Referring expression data
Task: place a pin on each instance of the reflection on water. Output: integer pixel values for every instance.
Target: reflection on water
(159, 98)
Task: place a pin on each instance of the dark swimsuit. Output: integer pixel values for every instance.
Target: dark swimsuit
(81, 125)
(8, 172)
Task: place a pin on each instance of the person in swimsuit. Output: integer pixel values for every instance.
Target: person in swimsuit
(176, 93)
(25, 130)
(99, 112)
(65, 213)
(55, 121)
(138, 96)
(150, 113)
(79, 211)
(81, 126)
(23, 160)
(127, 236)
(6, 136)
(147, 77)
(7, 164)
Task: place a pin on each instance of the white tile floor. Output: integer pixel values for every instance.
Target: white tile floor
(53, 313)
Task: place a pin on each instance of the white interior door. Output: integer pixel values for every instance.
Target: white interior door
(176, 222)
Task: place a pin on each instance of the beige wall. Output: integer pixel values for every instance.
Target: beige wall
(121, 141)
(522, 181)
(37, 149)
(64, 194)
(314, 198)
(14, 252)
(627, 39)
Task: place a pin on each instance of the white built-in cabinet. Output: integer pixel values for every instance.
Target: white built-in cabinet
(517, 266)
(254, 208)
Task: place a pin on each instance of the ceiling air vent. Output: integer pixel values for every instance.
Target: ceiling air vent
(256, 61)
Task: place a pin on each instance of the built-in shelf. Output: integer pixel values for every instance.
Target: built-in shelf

How to complete this task
The whole block of entries above should be repeated exactly.

Answer for this exercise
Task: place a pin on each instance of the reflection on water. Output: integer pixel values for every instance.
Target: reflection on water
(159, 98)
Task: place a pin on each instance of the dark swimsuit. Output: integer pixel values for every instance.
Target: dark swimsuit
(81, 125)
(8, 172)
Task: place a pin on each instance of the person in swimsuit. Output: integer pixel values for every instance.
Target: person in swimsuit
(176, 93)
(25, 130)
(99, 112)
(65, 213)
(55, 121)
(138, 96)
(150, 113)
(79, 211)
(81, 126)
(23, 160)
(127, 236)
(6, 136)
(147, 77)
(7, 164)
Task: place a pin on each instance of the white tile floor. Output: integer pixel values for every instance.
Target: white tile floor
(53, 313)
Task: place a pin on each instance of the white interior door. Output: integer pixel values for every instance.
Target: white interior door
(176, 222)
Task: place a pin on each instance of the beige wall. Output: integer pixel values for every instance.
Target: beige wall
(121, 141)
(522, 181)
(37, 149)
(64, 194)
(314, 198)
(14, 252)
(627, 39)
Task: place a pin on each instance of the white built-in cabinet. Output: integer pixel values for every instance.
Target: white built-in cabinet
(517, 266)
(254, 208)
Task: place a pin on each instance of the ceiling air vent. Output: integer pixel values for every instance.
Target: ceiling air vent
(256, 61)
Task: place a pin on each instance of the built-in shelf. Output: integer pixel values for every instance.
Target: built-in shelf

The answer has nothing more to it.